__Problem to solve__:
Copy out exactly the lines from the line containing "One point rides on each instance of the white wall, each" to the end of the listing.
***** Records supplied *****
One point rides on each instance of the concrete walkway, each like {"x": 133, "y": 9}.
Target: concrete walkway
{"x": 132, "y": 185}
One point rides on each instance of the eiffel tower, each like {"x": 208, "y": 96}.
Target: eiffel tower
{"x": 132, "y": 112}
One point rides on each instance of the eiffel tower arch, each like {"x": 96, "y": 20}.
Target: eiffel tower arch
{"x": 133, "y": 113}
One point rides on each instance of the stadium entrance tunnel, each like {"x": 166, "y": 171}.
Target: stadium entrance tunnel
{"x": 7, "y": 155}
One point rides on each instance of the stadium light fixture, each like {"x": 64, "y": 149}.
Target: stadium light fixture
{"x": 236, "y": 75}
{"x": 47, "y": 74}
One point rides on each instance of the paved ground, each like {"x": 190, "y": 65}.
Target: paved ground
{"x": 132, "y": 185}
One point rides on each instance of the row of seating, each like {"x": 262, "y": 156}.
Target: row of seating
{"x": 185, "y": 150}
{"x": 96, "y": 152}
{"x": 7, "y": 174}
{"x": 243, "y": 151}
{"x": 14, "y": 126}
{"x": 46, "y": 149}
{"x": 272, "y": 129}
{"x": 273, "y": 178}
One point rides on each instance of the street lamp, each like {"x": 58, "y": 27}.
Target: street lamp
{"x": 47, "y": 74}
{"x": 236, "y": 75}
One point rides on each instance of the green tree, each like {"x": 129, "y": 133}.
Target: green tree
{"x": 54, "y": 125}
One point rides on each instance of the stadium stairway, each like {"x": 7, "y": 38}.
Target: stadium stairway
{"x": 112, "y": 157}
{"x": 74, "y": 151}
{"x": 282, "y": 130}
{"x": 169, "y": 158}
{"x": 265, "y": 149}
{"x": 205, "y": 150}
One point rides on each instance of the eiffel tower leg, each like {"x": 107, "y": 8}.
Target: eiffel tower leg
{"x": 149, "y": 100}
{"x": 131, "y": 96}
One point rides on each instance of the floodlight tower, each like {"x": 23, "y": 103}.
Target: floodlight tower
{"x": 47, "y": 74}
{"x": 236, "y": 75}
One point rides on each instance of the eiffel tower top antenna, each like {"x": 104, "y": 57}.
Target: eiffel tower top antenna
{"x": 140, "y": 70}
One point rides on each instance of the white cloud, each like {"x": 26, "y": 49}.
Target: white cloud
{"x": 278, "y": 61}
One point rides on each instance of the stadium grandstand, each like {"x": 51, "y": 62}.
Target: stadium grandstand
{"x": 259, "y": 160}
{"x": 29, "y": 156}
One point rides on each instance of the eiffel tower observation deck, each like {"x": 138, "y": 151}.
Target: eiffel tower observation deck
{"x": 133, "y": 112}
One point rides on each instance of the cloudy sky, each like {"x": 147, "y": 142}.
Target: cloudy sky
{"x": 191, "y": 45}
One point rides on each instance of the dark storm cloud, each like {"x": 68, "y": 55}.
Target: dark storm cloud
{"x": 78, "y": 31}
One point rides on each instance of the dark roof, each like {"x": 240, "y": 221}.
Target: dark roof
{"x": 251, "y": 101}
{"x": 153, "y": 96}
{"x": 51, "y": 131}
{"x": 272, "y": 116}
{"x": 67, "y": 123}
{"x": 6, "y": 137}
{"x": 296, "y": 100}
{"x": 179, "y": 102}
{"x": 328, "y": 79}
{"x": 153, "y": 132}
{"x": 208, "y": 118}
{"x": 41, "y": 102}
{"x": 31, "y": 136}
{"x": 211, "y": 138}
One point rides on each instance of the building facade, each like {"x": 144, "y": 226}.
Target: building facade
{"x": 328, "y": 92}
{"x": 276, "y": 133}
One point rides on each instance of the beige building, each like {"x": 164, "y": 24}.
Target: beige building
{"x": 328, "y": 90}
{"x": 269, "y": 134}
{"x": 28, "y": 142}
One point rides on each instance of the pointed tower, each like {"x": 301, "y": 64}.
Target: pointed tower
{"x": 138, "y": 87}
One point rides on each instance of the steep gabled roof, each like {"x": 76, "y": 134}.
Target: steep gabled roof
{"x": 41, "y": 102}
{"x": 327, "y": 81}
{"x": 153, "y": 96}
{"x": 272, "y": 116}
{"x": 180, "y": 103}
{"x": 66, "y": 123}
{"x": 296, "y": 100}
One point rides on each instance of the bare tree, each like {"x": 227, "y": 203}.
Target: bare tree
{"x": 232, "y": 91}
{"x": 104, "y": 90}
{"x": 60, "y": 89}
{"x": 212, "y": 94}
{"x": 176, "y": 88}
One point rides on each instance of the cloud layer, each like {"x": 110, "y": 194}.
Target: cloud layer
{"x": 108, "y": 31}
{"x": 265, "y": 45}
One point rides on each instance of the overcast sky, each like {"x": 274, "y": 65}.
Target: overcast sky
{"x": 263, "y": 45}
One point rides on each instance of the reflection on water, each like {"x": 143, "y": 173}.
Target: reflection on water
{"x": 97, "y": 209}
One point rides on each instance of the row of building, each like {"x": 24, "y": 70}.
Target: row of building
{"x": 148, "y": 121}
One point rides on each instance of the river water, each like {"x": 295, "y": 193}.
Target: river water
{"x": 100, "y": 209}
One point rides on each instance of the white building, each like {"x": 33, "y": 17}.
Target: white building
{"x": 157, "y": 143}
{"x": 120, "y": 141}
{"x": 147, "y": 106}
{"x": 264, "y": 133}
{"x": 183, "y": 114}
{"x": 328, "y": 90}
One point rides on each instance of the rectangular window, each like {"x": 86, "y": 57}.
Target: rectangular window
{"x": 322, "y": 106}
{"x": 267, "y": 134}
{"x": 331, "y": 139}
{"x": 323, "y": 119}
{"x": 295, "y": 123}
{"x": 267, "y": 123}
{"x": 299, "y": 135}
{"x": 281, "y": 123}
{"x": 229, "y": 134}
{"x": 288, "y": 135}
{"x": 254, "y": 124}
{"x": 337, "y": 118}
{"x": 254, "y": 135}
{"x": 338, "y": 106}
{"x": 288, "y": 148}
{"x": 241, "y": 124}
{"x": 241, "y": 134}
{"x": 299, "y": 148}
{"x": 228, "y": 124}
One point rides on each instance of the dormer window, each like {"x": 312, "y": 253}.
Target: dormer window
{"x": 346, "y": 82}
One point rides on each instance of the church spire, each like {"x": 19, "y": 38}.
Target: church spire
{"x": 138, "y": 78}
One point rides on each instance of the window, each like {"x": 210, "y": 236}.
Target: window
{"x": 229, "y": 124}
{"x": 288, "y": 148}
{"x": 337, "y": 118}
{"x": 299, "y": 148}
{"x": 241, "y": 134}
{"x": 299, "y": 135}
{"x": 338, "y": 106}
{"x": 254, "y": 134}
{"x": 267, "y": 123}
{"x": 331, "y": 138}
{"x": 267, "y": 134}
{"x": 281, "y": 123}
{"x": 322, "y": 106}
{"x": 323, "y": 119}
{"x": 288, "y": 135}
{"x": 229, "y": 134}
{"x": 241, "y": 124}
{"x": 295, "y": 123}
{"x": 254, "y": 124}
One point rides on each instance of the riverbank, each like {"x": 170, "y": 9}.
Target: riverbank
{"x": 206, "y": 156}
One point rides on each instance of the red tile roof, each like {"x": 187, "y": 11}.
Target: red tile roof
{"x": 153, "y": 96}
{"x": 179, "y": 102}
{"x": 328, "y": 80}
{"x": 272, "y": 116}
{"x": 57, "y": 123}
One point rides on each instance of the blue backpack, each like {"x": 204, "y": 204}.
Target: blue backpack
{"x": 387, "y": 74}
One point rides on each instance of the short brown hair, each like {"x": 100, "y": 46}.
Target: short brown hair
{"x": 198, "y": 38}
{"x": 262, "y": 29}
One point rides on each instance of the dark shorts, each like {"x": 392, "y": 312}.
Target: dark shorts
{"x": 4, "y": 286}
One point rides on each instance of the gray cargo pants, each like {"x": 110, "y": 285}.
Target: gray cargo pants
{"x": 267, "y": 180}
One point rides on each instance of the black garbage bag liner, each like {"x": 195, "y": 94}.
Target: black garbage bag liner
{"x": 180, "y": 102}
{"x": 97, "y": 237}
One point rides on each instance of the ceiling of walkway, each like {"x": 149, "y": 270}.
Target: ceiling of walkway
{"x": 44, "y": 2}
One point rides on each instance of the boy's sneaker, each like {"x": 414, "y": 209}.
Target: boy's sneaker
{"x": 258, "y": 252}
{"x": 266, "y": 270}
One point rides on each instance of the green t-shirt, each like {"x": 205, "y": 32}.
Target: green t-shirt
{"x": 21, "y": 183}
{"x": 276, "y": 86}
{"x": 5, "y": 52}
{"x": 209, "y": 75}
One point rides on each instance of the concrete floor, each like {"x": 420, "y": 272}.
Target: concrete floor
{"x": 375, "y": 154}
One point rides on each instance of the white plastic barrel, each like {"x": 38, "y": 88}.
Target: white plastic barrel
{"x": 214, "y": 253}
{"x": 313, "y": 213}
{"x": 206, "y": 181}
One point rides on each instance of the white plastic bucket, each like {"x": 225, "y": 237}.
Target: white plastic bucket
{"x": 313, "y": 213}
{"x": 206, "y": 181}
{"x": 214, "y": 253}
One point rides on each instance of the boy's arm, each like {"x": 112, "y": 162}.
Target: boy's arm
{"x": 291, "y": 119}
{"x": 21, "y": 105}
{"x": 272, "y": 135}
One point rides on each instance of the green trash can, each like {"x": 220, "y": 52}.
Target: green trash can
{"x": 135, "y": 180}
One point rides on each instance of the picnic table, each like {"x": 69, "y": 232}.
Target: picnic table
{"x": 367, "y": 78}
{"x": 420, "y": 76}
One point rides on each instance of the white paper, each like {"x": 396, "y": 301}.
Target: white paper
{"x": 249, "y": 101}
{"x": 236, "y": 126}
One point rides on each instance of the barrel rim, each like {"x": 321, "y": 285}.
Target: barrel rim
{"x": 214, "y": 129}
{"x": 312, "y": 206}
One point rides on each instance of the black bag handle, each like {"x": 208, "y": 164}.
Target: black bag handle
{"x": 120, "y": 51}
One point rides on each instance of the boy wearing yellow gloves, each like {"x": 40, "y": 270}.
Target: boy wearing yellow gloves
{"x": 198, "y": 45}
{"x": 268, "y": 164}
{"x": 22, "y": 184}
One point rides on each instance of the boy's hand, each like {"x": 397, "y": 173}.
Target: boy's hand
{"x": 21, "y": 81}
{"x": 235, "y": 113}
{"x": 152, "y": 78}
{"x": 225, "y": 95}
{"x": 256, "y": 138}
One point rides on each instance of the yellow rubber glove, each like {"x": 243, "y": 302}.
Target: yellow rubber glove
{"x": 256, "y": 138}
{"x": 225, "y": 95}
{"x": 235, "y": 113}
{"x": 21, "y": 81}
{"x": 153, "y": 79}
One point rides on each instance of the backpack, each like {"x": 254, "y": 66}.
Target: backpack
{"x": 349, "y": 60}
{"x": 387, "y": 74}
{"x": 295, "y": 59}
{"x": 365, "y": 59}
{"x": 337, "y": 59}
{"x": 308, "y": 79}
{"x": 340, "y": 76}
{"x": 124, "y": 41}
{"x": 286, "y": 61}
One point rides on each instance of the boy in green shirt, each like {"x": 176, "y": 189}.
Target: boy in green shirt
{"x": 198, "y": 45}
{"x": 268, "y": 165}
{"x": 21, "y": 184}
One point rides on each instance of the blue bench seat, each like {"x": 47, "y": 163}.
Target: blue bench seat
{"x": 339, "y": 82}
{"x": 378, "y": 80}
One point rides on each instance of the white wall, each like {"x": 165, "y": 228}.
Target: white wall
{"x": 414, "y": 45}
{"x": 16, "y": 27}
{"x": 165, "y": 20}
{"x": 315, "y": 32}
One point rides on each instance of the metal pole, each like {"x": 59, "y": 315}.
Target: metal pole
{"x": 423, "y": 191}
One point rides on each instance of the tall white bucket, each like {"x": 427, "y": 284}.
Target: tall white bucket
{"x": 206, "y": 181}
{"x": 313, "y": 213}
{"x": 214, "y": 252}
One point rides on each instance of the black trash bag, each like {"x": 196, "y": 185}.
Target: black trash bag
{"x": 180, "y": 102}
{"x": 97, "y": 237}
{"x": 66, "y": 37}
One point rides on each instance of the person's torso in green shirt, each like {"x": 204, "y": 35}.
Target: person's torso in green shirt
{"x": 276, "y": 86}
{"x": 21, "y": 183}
*****
__Written response__:
One point rides on each instance of the white wall, each like {"x": 165, "y": 228}.
Target: white wall
{"x": 414, "y": 45}
{"x": 16, "y": 27}
{"x": 165, "y": 20}
{"x": 315, "y": 32}
One point rides on each instance of the metal pole, each like {"x": 59, "y": 315}.
Target: metal pole
{"x": 423, "y": 191}
One point rides on each instance of the tall white bucket, each like {"x": 427, "y": 284}.
Target: tall white bucket
{"x": 206, "y": 181}
{"x": 313, "y": 213}
{"x": 214, "y": 252}
One point rides on each instance of the black trash bag, each like {"x": 196, "y": 185}.
Target: black trash bag
{"x": 180, "y": 102}
{"x": 97, "y": 237}
{"x": 66, "y": 37}
One point rides on each instance of the person's torso in green shirt, each like {"x": 204, "y": 35}.
Target: person's torso in green shirt
{"x": 276, "y": 86}
{"x": 21, "y": 183}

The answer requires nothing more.